DIRECTIONS. All entries are to be copied exactly, with pictures removed.

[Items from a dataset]
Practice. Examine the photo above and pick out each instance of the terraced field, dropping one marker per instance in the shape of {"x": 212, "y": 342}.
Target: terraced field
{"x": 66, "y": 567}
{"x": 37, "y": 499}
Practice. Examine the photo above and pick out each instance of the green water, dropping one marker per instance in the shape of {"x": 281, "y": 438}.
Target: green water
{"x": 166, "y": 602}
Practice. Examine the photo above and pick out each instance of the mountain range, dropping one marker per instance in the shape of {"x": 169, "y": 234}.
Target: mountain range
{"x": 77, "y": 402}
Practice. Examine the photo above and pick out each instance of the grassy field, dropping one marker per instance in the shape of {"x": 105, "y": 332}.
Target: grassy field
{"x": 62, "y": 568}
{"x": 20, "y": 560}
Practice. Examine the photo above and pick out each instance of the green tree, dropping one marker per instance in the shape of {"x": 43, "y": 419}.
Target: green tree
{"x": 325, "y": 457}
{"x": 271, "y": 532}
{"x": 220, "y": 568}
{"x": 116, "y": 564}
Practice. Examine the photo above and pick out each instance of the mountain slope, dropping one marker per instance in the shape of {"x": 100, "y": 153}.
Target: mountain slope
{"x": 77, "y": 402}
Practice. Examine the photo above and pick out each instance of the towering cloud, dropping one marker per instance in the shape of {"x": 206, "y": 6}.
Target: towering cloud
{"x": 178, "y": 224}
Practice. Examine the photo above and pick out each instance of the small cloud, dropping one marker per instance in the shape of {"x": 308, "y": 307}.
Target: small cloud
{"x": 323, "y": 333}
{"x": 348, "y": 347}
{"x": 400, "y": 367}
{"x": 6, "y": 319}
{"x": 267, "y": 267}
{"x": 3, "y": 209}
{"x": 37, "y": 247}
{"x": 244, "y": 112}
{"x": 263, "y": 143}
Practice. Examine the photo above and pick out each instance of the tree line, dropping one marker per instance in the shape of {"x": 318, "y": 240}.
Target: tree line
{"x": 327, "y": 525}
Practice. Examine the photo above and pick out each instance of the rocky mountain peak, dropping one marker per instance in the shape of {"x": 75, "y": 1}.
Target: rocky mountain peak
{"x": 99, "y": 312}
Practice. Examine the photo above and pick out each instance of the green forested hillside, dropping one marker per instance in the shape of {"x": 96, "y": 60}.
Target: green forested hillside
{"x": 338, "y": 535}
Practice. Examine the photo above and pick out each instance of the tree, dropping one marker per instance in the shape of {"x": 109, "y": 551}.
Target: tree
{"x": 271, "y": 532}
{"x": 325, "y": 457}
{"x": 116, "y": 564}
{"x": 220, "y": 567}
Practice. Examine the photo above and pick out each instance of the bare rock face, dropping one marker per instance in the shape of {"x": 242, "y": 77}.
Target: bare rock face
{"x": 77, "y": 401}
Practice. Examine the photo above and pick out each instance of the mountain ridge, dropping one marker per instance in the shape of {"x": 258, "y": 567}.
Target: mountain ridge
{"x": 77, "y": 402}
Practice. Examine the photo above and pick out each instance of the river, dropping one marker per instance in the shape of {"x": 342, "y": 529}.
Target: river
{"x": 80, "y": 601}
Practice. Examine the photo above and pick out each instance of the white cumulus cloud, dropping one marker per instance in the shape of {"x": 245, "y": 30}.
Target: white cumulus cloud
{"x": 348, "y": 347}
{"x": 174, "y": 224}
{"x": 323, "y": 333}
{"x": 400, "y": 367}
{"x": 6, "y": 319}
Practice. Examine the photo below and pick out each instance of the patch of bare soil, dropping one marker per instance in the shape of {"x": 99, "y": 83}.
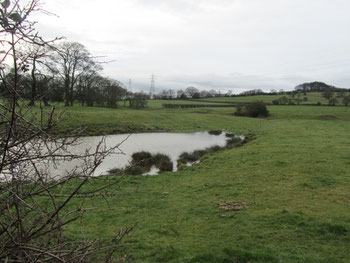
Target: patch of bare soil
{"x": 327, "y": 117}
{"x": 232, "y": 206}
{"x": 202, "y": 112}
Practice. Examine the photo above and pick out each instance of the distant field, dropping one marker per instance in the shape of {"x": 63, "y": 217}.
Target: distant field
{"x": 313, "y": 98}
{"x": 294, "y": 177}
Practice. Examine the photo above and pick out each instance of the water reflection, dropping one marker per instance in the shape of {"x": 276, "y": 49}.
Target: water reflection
{"x": 171, "y": 144}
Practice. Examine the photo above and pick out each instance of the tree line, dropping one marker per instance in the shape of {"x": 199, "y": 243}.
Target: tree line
{"x": 65, "y": 72}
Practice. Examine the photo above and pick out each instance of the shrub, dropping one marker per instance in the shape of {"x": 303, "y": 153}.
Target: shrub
{"x": 187, "y": 158}
{"x": 254, "y": 109}
{"x": 115, "y": 172}
{"x": 235, "y": 141}
{"x": 199, "y": 153}
{"x": 160, "y": 157}
{"x": 136, "y": 170}
{"x": 229, "y": 135}
{"x": 214, "y": 149}
{"x": 165, "y": 165}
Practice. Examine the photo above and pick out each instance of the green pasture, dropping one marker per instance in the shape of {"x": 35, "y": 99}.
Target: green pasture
{"x": 293, "y": 177}
{"x": 312, "y": 98}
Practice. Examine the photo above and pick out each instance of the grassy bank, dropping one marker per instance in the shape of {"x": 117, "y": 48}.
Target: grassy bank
{"x": 293, "y": 180}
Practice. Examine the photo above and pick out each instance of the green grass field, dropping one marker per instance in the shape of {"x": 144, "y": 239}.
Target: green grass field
{"x": 312, "y": 98}
{"x": 294, "y": 177}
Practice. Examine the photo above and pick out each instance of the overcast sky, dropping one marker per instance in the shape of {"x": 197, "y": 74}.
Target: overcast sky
{"x": 210, "y": 44}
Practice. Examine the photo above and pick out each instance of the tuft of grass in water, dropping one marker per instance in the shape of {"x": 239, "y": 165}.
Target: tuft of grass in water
{"x": 142, "y": 158}
{"x": 115, "y": 172}
{"x": 165, "y": 166}
{"x": 137, "y": 169}
{"x": 159, "y": 157}
{"x": 215, "y": 132}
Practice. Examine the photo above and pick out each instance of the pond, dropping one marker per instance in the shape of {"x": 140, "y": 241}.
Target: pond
{"x": 171, "y": 144}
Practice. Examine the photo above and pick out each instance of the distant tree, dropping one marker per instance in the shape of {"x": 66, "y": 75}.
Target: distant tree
{"x": 346, "y": 100}
{"x": 72, "y": 60}
{"x": 213, "y": 92}
{"x": 181, "y": 94}
{"x": 341, "y": 94}
{"x": 138, "y": 100}
{"x": 191, "y": 91}
{"x": 275, "y": 102}
{"x": 332, "y": 101}
{"x": 283, "y": 100}
{"x": 254, "y": 109}
{"x": 327, "y": 94}
{"x": 196, "y": 95}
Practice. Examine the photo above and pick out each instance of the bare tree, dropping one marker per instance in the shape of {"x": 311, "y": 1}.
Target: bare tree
{"x": 33, "y": 204}
{"x": 72, "y": 60}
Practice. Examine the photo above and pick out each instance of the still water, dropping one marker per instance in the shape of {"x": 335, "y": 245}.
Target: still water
{"x": 172, "y": 144}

ANSWER SECTION.
Practice. Examine the photo above and pick out each instance of the terraced field, dropping one marker per instance in the shape of {"x": 212, "y": 342}.
Target: terraced field
{"x": 66, "y": 567}
{"x": 37, "y": 499}
Practice. Examine the photo above and pick out each instance of the green water, dropping one marker per instance in the shape of {"x": 281, "y": 438}.
Target: green water
{"x": 166, "y": 602}
Practice. Examine the photo above and pick out each instance of the mountain range, dropping one marker per instance in the shape of {"x": 169, "y": 234}.
Target: mountain range
{"x": 77, "y": 402}
Practice. Examine the photo above and pick out each instance of the grassy field, dropping one marker per instance in the shape of {"x": 105, "y": 332}.
Target: grassy field
{"x": 62, "y": 568}
{"x": 20, "y": 560}
Practice. Examine the photo above and pick out each instance of the green tree, dropping one marker per instance in the shape of {"x": 43, "y": 419}.
Target: green tree
{"x": 325, "y": 457}
{"x": 271, "y": 532}
{"x": 220, "y": 568}
{"x": 116, "y": 564}
Practice. Examine the photo above and pick out each instance of the mountain slope, dropping one marker per instance in the shape of {"x": 100, "y": 153}.
Target: mountain slope
{"x": 77, "y": 402}
Practice. Examine the photo above and pick out each instance of the towering cloud, dropping one marker per instance in the shape of {"x": 206, "y": 6}.
Target: towering cloud
{"x": 178, "y": 224}
Practice. Examine the photo above and pick out each instance of the small cloud, dropping one marker per instance in the shape of {"x": 308, "y": 307}.
Target: small cloud
{"x": 323, "y": 333}
{"x": 348, "y": 347}
{"x": 400, "y": 367}
{"x": 6, "y": 319}
{"x": 267, "y": 267}
{"x": 3, "y": 209}
{"x": 37, "y": 247}
{"x": 244, "y": 112}
{"x": 263, "y": 143}
Practice. Examine the photo above and pick out each instance of the tree line, dropping one marker per instance in the shape of {"x": 318, "y": 240}.
Target: tree line
{"x": 327, "y": 525}
Practice. Examine the photo above and pick out each instance of the rocky mountain peak, dropping one marker per instance in the shape of {"x": 75, "y": 1}.
Target: rocky mountain peak
{"x": 99, "y": 312}
Practice. Examine the photo above and pick out each instance of the green forested hillside, dropping one marker per instance in the shape of {"x": 96, "y": 60}.
Target: green forested hillside
{"x": 338, "y": 535}
Practice. Examine the photo above and pick out each instance of the tree, dropping one marker per instance in the shape of {"x": 109, "y": 551}.
Target: tree
{"x": 271, "y": 532}
{"x": 325, "y": 457}
{"x": 116, "y": 564}
{"x": 220, "y": 567}
Practice. Examine the photo above and pick out each instance of the bare rock face, dropping one marker per instance in the shape of {"x": 242, "y": 77}.
Target: bare rock face
{"x": 77, "y": 401}
Practice. Examine the photo above and pick out each instance of the mountain ridge, dropping one marker per instance in the shape of {"x": 258, "y": 567}.
Target: mountain ridge
{"x": 77, "y": 402}
Practice. Examine the photo above and pick out each instance of the river, dropping one marker per instance in the shape of {"x": 342, "y": 529}.
Target: river
{"x": 80, "y": 601}
Practice. Examine the photo above and pick out each instance of the white cumulus cloud, dropping one marker per instance in the shape of {"x": 245, "y": 30}.
Target: white cumulus cloud
{"x": 348, "y": 347}
{"x": 174, "y": 224}
{"x": 323, "y": 333}
{"x": 400, "y": 367}
{"x": 6, "y": 319}
Practice. Examine the photo below and pick out each instance of the patch of bare soil, dropping one marker per instance in the shape of {"x": 99, "y": 83}.
Target: patch of bare soil
{"x": 327, "y": 117}
{"x": 232, "y": 206}
{"x": 202, "y": 112}
Practice. Examine the photo above and pick out each instance of the distant field, dropping one marker per instance in the shape of {"x": 63, "y": 217}.
Target: distant field
{"x": 313, "y": 98}
{"x": 294, "y": 177}
Practice. Examine the photo above and pick out each instance of the water reflection, dropping one marker per instance in the shape of {"x": 276, "y": 49}.
Target: water reflection
{"x": 171, "y": 144}
Practice. Examine the photo above and pick out each instance of the tree line, dropping one marker per instance in the shape of {"x": 199, "y": 243}.
Target: tree line
{"x": 65, "y": 72}
Practice. Examine the photo above and pick out each instance of the shrub, dropping one marker per instance in the shape of {"x": 303, "y": 153}.
Target: shrub
{"x": 187, "y": 158}
{"x": 254, "y": 109}
{"x": 115, "y": 172}
{"x": 235, "y": 141}
{"x": 199, "y": 153}
{"x": 160, "y": 157}
{"x": 136, "y": 170}
{"x": 229, "y": 135}
{"x": 214, "y": 149}
{"x": 165, "y": 165}
Practice. Examine the photo above and pick out each instance of the green pasture, dropping one marker per instance in the shape of {"x": 35, "y": 99}.
Target: green pasture
{"x": 293, "y": 177}
{"x": 312, "y": 98}
Practice. Examine the photo above and pick out each instance of the grassy bank, dropping one marker per instance in the shape of {"x": 117, "y": 48}.
Target: grassy bank
{"x": 293, "y": 180}
Practice. Examine the photo above and pick out each instance of the green grass field, dropping one marker per instance in the shape of {"x": 144, "y": 239}.
Target: green grass field
{"x": 312, "y": 98}
{"x": 294, "y": 177}
Practice. Examine the photo above and pick out each instance of the overcast sky, dropping one marker per instance in the shape of {"x": 197, "y": 74}.
Target: overcast sky
{"x": 210, "y": 44}
Practice. Examine the photo above and pick out each instance of the tuft of grass in water, dropping one marker per instance in the shape of {"x": 239, "y": 165}.
Target: tuft of grass in water
{"x": 142, "y": 158}
{"x": 115, "y": 172}
{"x": 165, "y": 166}
{"x": 137, "y": 169}
{"x": 159, "y": 157}
{"x": 215, "y": 132}
Practice. Examine the photo above and pick out each instance of the pond, dropping one marker per instance in the shape of {"x": 140, "y": 241}.
Target: pond
{"x": 171, "y": 144}
Practice. Examine the photo above and pick out each instance of the distant tree, dropping one marker per instance in the shape of {"x": 66, "y": 75}.
Target: distant tree
{"x": 346, "y": 100}
{"x": 72, "y": 60}
{"x": 213, "y": 92}
{"x": 181, "y": 94}
{"x": 341, "y": 94}
{"x": 138, "y": 100}
{"x": 191, "y": 91}
{"x": 275, "y": 102}
{"x": 332, "y": 101}
{"x": 283, "y": 100}
{"x": 254, "y": 109}
{"x": 327, "y": 94}
{"x": 196, "y": 95}
Practice. Examine the photo above and pick out each instance of the bare tree, dropping one marker per instance in the shape of {"x": 311, "y": 1}.
Target: bare tree
{"x": 33, "y": 204}
{"x": 72, "y": 60}
Practice. Examine the photo above and pick out each instance of the still water, dropping one marker per instance in the shape of {"x": 335, "y": 245}.
Target: still water
{"x": 172, "y": 144}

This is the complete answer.